[Material for the task]
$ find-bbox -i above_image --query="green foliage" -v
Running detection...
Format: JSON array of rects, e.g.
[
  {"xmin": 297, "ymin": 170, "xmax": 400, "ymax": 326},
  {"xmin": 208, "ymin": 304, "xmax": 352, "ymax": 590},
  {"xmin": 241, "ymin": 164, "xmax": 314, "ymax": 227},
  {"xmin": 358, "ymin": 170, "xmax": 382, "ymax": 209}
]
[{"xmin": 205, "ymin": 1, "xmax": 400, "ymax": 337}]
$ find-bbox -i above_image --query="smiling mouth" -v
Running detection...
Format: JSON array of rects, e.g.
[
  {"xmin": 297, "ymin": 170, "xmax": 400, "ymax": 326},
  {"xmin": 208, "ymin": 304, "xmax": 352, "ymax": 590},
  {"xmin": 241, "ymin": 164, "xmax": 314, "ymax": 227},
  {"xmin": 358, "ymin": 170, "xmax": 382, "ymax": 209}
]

[Aim of the exercise] Every line in the data above that includes the word "find" should be copied.

[Task solution]
$ find-bbox -i above_image --query="green foliage" -v
$ find-bbox -i above_image --query="smiling mouth" -v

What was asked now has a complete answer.